Task prompt:
From the forum exchange on perfect software below, write out the words starting with "Perfect software is" and going on through "kind of software.".
*** Excerpted passage ***
Yes, it most certainly can. However, I don't believe that a perfect OS will
ever be created....since there will be no need to upgrade and the company
will go bankrupt.

Case in point. Telefunken. We have a 22 year old TV which is still working
as well as the day we bought it. It has never broken down or needed a
single repair! They are no longer in business.....
 
myPC said:
Yes, it most certainly can. However, I don't believe that a perfect
OS will ever be created....since there will be no need to upgrade and
the company will go bankrupt.

Case in point. Telefunken. We have a 22 year old TV which is still
working as well as the day we bought it. It has never broken down or
needed a single repair! They are no longer in business.....



Perfect hardware is one thing (although it can be argued that your TV may be
good, but it is not at all perfect. It just hasn't broken down *yet*).
Perfect software is another.

Developing any piece of software as big as an operating system is an
enormous undertaking. Windows XP has millions of lines of code in it,
developed by many different programmers. Any attempt to make such a beast
"perfect" would fail by the very nature of the process. With something this
large and this complex, the more you test, the more bugs you find. If you
wait to fix all the bugs, new ones will be found faster than you can fix
them, and no product will ever get released. Not to mention that you can
prove the presence of bugs if you find them, but you can never prove their
absence. Except for a trivial program of the "Hello World" ilk, there is no
such thing as bug-free software, and that's more true of operating systems
than any other kind of software.
*** Dataset rows ***
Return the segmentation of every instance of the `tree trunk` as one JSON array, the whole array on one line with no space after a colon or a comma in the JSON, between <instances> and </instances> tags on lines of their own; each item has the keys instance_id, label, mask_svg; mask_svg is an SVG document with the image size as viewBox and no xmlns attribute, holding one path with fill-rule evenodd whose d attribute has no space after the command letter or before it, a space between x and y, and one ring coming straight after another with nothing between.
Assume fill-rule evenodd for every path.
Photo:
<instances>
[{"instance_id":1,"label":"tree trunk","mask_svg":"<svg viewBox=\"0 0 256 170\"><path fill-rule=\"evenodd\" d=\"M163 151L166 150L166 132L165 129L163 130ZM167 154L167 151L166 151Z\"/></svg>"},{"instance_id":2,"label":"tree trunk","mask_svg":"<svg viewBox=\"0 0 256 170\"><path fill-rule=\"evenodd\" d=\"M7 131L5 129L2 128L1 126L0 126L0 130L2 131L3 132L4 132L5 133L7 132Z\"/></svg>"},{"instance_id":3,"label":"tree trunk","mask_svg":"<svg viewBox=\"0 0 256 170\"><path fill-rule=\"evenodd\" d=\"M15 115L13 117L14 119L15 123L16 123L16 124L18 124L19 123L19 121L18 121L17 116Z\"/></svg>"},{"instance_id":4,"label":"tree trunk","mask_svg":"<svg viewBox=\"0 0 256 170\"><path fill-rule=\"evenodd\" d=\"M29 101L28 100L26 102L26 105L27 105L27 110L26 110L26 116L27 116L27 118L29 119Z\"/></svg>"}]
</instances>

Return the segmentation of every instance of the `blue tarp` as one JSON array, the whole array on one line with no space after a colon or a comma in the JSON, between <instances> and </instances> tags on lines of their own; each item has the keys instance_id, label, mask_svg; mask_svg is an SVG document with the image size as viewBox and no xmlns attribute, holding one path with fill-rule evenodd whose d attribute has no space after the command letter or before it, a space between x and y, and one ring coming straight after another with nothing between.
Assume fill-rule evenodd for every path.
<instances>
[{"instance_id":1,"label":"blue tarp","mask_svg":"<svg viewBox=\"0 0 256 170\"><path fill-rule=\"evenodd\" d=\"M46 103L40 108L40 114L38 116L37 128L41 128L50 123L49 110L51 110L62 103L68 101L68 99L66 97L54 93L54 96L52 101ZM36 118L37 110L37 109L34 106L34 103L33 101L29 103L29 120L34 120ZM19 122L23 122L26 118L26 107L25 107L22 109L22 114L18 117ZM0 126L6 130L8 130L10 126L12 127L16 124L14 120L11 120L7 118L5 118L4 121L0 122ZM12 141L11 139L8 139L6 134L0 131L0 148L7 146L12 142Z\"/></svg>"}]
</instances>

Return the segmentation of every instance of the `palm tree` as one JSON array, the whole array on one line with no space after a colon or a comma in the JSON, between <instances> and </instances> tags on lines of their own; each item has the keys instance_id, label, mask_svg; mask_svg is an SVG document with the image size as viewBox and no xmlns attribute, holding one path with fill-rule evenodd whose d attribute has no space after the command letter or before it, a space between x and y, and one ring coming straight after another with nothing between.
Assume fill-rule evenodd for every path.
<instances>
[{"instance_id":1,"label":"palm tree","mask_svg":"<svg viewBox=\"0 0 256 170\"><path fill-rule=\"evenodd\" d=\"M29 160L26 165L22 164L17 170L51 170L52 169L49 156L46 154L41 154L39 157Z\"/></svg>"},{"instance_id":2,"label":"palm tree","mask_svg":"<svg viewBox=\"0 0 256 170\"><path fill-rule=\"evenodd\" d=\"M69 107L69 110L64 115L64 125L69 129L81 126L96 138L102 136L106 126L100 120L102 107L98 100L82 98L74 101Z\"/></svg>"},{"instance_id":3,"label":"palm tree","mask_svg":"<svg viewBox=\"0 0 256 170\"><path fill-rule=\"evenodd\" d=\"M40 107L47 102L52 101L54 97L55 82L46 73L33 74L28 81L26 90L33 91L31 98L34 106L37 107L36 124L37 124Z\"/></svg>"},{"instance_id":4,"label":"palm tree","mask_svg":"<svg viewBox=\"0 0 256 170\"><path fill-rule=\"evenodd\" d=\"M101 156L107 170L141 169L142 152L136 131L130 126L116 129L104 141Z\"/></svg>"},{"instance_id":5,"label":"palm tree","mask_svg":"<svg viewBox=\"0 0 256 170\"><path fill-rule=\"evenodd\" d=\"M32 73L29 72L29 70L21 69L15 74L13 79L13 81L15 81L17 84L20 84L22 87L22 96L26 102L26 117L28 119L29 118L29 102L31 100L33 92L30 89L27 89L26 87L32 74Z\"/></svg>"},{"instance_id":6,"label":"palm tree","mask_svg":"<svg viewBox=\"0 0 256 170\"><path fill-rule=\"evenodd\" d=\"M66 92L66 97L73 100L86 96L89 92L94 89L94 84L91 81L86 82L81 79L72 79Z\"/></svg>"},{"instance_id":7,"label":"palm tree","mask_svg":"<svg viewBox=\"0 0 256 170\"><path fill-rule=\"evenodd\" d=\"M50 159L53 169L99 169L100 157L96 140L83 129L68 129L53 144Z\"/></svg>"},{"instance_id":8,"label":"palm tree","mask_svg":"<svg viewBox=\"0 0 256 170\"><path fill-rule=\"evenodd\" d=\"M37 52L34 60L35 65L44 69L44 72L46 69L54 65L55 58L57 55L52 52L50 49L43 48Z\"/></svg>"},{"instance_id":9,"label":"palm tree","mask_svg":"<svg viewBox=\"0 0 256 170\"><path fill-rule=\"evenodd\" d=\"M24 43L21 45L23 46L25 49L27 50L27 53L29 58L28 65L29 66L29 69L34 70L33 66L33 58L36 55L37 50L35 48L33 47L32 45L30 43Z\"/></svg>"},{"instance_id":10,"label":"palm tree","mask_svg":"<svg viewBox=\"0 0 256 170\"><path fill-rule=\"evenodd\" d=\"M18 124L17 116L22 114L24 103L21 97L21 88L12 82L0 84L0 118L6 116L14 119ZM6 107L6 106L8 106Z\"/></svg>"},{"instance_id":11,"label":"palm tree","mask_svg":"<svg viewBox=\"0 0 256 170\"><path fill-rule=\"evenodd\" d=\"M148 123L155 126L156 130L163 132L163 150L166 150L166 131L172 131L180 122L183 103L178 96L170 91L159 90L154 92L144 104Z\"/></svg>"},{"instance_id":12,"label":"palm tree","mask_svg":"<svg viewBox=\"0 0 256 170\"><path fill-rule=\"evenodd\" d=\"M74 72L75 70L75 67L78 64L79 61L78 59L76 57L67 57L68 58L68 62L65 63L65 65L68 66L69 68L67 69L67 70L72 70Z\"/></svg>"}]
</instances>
***
Result for this task:
Perfect software is another.

Developing any piece of software as big as an operating system is an
enormous undertaking. Windows XP has millions of lines of code in it,
developed by many different programmers. Any attempt to make such a beast
"perfect" would fail by the very nature of the process. With something this
large and this complex, the more you test, the more bugs you find. If you
wait to fix all the bugs, new ones will be found faster than you can fix
them, and no product will ever get released. Not to mention that you can
prove the presence of bugs if you find them, but you can never prove their
absence. Except for a trivial program of the "Hello World" ilk, there is no
such thing as bug-free software, and that's more true of operating systems
than any other kind of software.